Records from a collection
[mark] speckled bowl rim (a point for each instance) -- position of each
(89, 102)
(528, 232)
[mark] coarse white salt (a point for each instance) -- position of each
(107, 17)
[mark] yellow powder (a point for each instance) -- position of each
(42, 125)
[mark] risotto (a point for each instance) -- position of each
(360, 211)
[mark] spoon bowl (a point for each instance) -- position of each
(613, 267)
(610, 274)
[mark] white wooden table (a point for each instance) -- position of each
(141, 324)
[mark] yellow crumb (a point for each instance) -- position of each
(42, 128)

» **Work instructions**: Write out every row above word for word, changing nothing.

» **Correct output**:
[mark] speckled bowl rim (a point for each instance) -- position of each
(89, 102)
(528, 232)
[mark] coarse white salt (a point for each instance) -- position of each
(107, 17)
[mark] yellow powder (a point for each instance) -- position of each
(42, 125)
[mark] risotto (a point for each instance) -- position of each
(360, 211)
[mark] spoon bowl (a point for each instance) -- position of each
(613, 267)
(610, 274)
[mark] white wooden table (a point for each instance) -- position of each
(141, 324)
[mark] yellow crumb (a point for each instance) -- position of each
(42, 128)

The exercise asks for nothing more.